--- Text shown Enclosed Below ---

Considering it was a work day, quite a lot went on and I managed to spend three hours at the local library. The library full of third world nationals whose cultural heritage is to call home from public places. Everyone knows the telephone was invented in Madrid in 1491, followed by toll charges in 1492. Library means today’s trivia, which concerns sickle cell anemia, and to keep you reading, Osama Bin Laden.
I did not know that sickle cell disease was a consequence of human resistance to malaria. One “copy” of the gene helps people resist malaria, two “copies” and they develop anemia. In order to find out what would be in store to someone studying biology, I read through some college-level texts. I came away with some mixed feelings.
It is like studying a foreign language. Yet, I found no concepts that were unfamiliar since my grade school courses in frog dissection. My impression is that biology is 90% cramming Latin-based terminology into one’s brain rather than learning how to think. (Suddenly a few doctor-types I’ve know make sense.) High marks on such exams is a function of how good one is at rote memorization and it is foolish to pretend otherwise. And I don't just say that because I am terrible at memorizing things. I'm actually as good at it as anyone, it's that I do better on thinking-type exams.
If there was ever a classic barrier-in-itself field, it is biology. Like the Chinese written language, it becomes itself the largest hurdle to success. Years of intense schoolwork were required just to learn the symbols, yet the Chinese could claim advancement was open to all. I get this vision of medical students poring over lists of biology terms into the early mornings, studying words instead of biology. My ability to memorize is as good as any but nothing I’ve done academically would be much preparation for such a subject.
When I lean back from a physics or computer text, I’m pondering consequences. If I pause with biology, it is trying to figure out if some word is spelled backwards. Computer acronyms probably strike many people as the same thing. Funny, that my learning curve should favor one over the other. It would be a shocking disappointment to learn that the field of medicine is largely based on the type of study I tried this evening.
Is there anything new in biology since way back when? There are now five kingdoms [in taxonomic classification]. I was taught there were two, namely plants and animals. Now fungi, bacteria and cells without a nucleus form three more. Is this really new, or just another case of public school budgetary cutbacks? One thing that has not changed is the difficulty in defining life. These new categorizations are not helping any.
In 300 pages, I took in what I could, right from cellular structure to the concept of biospheres. Most interesting were tissues and organs. I’m now more well-versed about the options. Let somebody else specialize in earthworms and heredity. It is hard to tell how much more depth there is to each sub-topic, although I assume quite a lot since it takes years to master them. An example is cell structure. Despite closer attention on those chapters, I found nothing I did not already know. Is that all there is to it, or am I about to discover an entire new section of the library? As usual, there is nobody around to ask.
ADDENDUM
Here’s some more trivia. Bin Laden, the mass murderer, is one of fifty heirs to the wealth of a Saudi construction company. That’s both some family and some construction company. What I did not know is that his original beef was that American soldiers were stationed in Saudi during some war, where he felt that desert fighters from nearby Afghanistan should have been used. This type of idle thinking is very big in many cultures.
But there is a prime example of your "other culture" mentality. They want the American dollars and color TVs, but not the American attitudes that created an atmosphere where such things could be invented, built and made into financial successes. Nope, they just want the money and the TVs.
He has vowed to fight until the last American soldier has left their ancient fabled land (that sandy stuff the British gave them in 1935). There is no mention as to why he does not think the Saudis should use their own army with him leading the charge. Odd that he attacks the Americans rather than his countrymen who invited them in. Then, we are dealing an individual whose thinking has never been tempered by a single day’s hard work. No need to study biology to see that boy is a real specimen.

--- End of Enclosed Text shown ---
--- Provided material Enclosed Below ---

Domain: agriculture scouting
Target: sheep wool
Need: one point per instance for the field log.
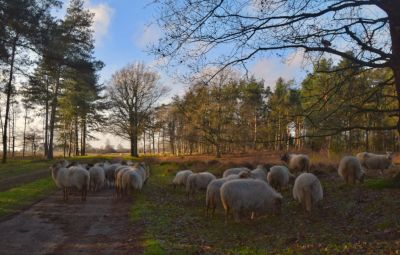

--- End of Enclosed Provided material ---

What you need to do: Translate this sentence from the text about studying biology into Spanish: "I did not know that sickle cell disease was a consequence of human resistance to malaria." The listing is separate material with no connection to the text about studying biology.

Answer to this exercise: No sabía que la enfermedad de células falciformes era una consecuencia de la resistencia humana a la malaria.